━━ Records to use

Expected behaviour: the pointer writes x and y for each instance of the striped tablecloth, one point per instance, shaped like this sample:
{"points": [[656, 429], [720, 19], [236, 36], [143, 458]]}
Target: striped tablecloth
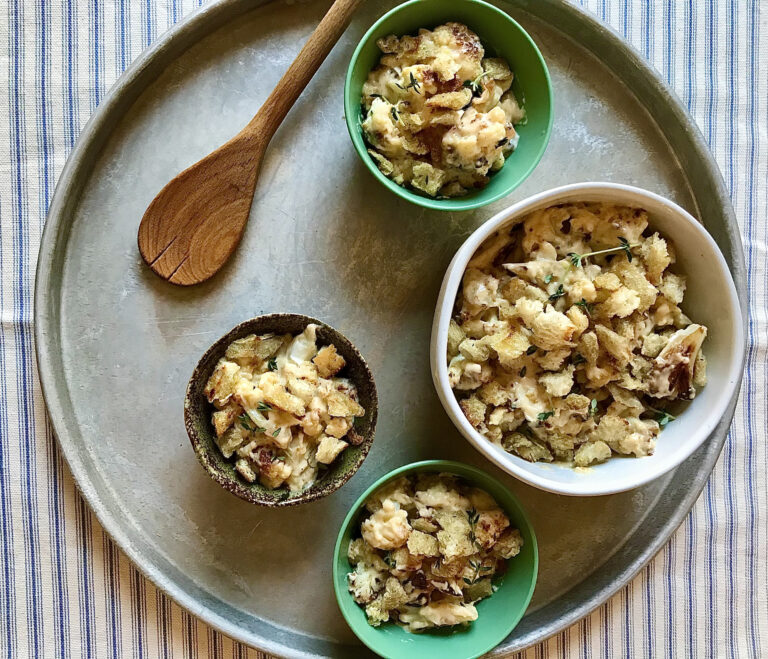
{"points": [[67, 590]]}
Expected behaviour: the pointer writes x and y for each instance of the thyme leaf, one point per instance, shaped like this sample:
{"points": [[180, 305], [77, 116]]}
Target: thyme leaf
{"points": [[577, 259], [587, 307], [557, 294], [413, 83]]}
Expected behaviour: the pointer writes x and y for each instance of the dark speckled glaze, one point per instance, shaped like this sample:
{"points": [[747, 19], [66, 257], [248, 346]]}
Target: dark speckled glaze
{"points": [[197, 414]]}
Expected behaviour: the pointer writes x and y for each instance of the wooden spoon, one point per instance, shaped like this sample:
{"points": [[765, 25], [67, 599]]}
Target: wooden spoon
{"points": [[194, 224]]}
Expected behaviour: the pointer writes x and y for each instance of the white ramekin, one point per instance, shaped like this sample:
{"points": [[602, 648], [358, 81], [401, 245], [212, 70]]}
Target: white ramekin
{"points": [[710, 299]]}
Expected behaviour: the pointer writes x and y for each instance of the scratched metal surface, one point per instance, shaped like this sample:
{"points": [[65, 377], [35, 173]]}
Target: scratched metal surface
{"points": [[117, 345]]}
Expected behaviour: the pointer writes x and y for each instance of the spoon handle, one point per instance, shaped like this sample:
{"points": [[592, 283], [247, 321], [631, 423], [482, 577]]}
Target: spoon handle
{"points": [[298, 75]]}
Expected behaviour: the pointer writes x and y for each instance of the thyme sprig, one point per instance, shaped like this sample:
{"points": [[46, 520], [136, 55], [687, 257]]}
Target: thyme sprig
{"points": [[587, 307], [478, 567], [475, 85], [245, 422], [413, 83], [543, 416], [662, 416], [559, 292], [577, 259], [473, 516]]}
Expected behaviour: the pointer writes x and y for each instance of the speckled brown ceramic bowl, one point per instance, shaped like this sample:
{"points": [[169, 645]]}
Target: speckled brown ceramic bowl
{"points": [[197, 413]]}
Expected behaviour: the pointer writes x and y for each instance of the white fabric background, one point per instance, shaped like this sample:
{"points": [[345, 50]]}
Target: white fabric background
{"points": [[66, 590]]}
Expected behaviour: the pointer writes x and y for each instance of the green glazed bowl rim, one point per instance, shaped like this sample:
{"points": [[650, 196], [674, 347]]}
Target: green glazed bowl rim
{"points": [[477, 477], [351, 112]]}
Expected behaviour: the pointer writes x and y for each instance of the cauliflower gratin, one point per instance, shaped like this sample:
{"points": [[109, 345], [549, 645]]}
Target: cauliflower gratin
{"points": [[430, 548], [568, 341], [438, 115], [281, 411]]}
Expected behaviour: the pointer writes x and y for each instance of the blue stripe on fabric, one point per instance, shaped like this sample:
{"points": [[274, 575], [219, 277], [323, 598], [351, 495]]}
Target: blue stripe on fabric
{"points": [[23, 346], [139, 612], [710, 68], [690, 520], [60, 590], [112, 580], [6, 518], [752, 524], [730, 454]]}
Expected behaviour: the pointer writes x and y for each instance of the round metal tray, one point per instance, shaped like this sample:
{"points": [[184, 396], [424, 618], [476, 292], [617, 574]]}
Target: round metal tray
{"points": [[116, 345]]}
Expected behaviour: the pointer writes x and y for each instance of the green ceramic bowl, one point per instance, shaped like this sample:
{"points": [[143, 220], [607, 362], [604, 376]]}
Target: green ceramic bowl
{"points": [[502, 37], [497, 615]]}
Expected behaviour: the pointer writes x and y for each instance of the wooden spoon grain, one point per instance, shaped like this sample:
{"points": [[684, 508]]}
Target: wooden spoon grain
{"points": [[194, 224]]}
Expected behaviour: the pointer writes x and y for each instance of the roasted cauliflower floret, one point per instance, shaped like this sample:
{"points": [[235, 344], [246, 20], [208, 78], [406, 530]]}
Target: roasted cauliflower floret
{"points": [[576, 337], [438, 116], [452, 542], [277, 412], [387, 528]]}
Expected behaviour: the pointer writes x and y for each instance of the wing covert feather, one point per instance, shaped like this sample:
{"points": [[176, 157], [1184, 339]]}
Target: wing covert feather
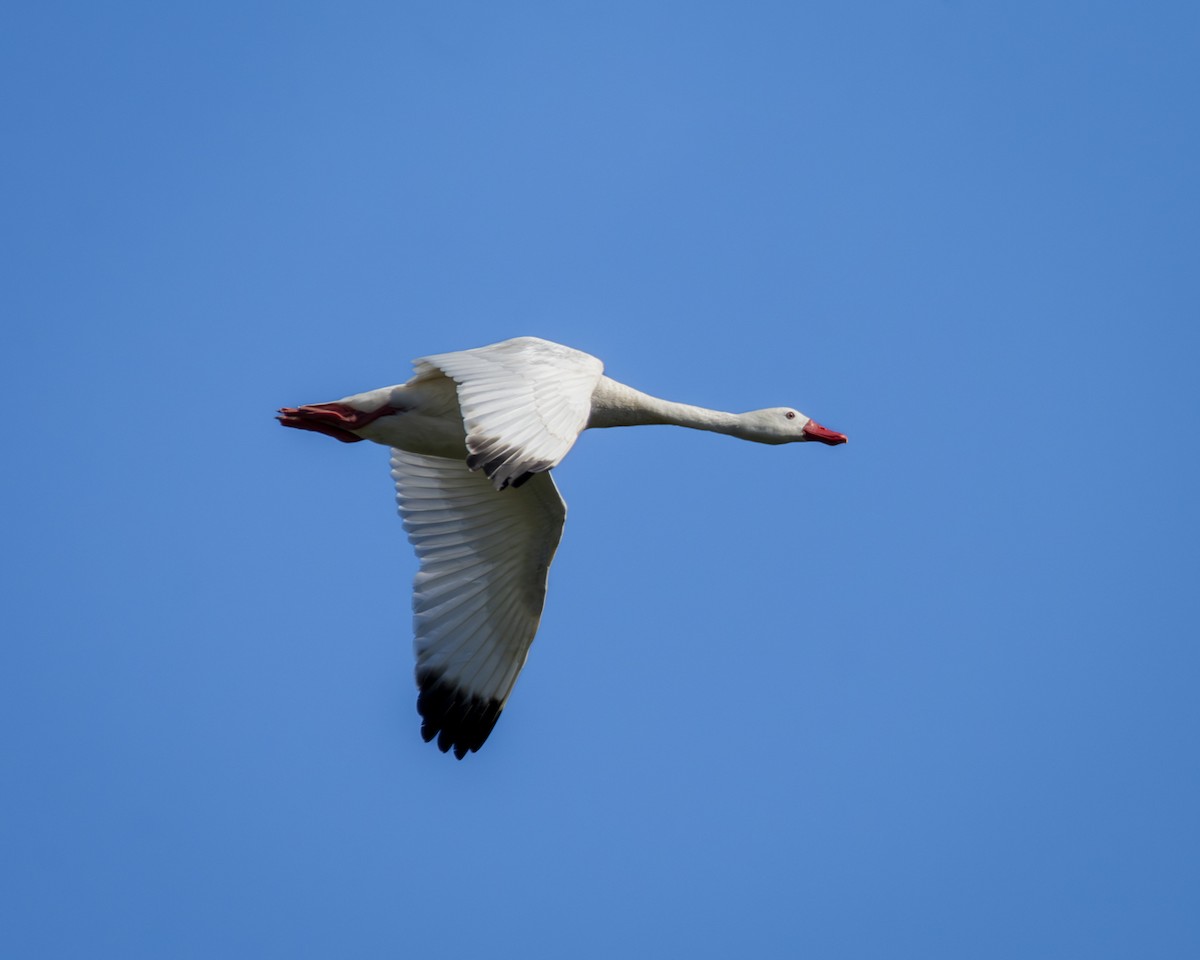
{"points": [[479, 591]]}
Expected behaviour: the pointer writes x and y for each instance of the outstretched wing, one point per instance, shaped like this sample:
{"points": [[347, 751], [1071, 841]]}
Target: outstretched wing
{"points": [[479, 592], [523, 403]]}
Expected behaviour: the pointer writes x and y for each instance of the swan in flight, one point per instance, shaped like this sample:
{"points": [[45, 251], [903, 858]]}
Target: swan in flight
{"points": [[474, 436]]}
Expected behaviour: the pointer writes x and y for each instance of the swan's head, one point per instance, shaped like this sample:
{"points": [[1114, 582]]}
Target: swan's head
{"points": [[785, 425]]}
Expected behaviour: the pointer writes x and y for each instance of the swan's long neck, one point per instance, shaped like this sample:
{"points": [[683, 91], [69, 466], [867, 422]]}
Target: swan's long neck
{"points": [[613, 405]]}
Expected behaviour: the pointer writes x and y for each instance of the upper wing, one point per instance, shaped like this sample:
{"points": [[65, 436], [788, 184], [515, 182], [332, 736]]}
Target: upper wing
{"points": [[479, 592], [523, 403]]}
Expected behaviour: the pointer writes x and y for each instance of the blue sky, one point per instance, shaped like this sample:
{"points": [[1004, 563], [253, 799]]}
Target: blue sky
{"points": [[930, 694]]}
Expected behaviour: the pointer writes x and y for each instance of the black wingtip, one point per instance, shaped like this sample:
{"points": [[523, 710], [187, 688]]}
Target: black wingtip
{"points": [[461, 721]]}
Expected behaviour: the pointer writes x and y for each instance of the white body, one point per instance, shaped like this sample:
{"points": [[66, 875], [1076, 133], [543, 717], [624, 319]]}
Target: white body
{"points": [[474, 435]]}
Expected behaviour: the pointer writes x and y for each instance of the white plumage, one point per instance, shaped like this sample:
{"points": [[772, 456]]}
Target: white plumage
{"points": [[474, 435]]}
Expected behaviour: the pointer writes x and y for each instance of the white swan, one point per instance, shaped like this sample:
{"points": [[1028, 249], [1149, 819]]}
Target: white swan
{"points": [[474, 436]]}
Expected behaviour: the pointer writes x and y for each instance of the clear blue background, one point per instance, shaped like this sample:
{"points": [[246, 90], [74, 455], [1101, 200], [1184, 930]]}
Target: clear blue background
{"points": [[931, 694]]}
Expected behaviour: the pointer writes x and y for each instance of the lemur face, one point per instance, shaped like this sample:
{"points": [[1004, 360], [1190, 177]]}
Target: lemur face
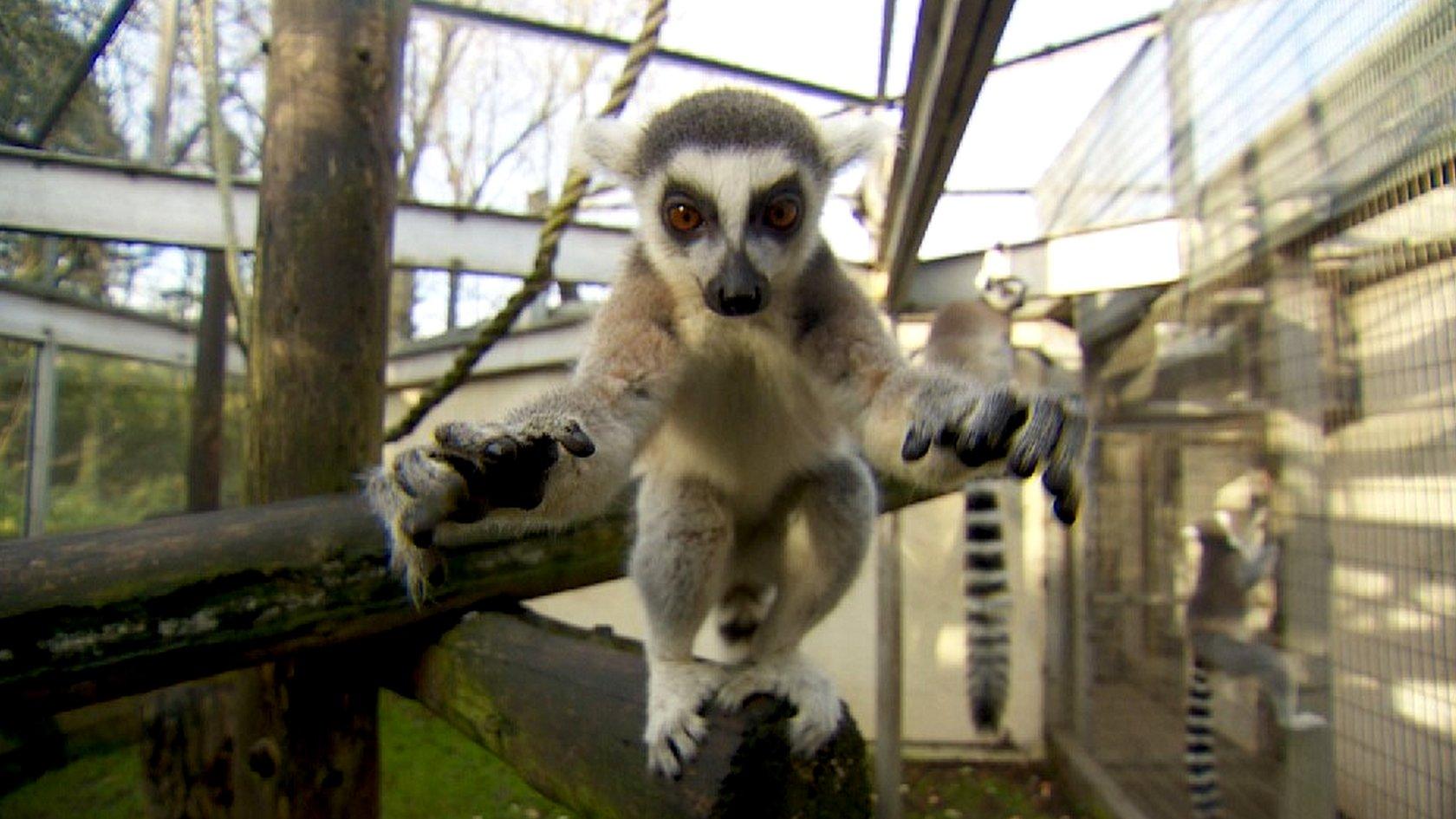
{"points": [[730, 185], [736, 222]]}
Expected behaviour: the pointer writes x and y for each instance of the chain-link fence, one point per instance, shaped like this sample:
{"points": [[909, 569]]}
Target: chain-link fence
{"points": [[1310, 152]]}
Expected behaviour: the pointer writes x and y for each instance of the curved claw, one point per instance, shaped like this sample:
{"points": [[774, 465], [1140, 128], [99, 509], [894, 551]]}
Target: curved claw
{"points": [[1036, 439], [918, 442], [987, 430], [577, 442]]}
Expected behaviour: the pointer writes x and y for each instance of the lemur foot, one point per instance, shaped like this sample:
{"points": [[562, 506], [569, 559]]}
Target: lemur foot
{"points": [[676, 694], [982, 426], [469, 471], [803, 686], [740, 614]]}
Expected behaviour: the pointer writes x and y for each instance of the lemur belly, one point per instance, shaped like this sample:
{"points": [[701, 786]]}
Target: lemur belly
{"points": [[747, 423]]}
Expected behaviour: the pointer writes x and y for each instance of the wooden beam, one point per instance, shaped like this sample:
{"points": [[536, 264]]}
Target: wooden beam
{"points": [[565, 709], [104, 614], [955, 42], [89, 617], [70, 196]]}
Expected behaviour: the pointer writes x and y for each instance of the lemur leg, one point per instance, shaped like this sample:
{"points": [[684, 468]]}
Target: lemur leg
{"points": [[1237, 658], [679, 564], [829, 528]]}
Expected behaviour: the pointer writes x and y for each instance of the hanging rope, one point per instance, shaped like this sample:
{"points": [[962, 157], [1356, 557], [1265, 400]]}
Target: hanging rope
{"points": [[205, 31], [561, 215]]}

━━━━

Requirements =>
From the line containing "lemur belly, one" through the final line of the listing above, retype every line exactly; leave out everything else.

Result of the task =>
Expected behaviour: the pointer writes x and y for each instance of the lemur belly, one point per instance, shaped like this sample:
{"points": [[701, 786]]}
Target: lemur belly
{"points": [[747, 423]]}
Expected behaviour: the pointer writes x and y for each instance of the wooden beam, one point per instance, shaped like this sample:
{"points": [[536, 264]]}
Target: wooden beam
{"points": [[565, 709], [104, 614], [955, 42], [89, 617], [70, 196]]}
Expected behaviour: the pointer writes x and y for each instance of the lemur leg, one point per instance, shaped like this sample:
{"points": [[684, 468]]}
Target: lemur leg
{"points": [[1237, 658], [679, 564], [829, 528]]}
Expected behaviour: the pointer writes x and y for each instance of the hanging rope, one point per instance, shaped like this sample:
{"points": [[962, 157], [1356, 557], [1265, 400]]}
Target: hanging rope
{"points": [[205, 31], [561, 215]]}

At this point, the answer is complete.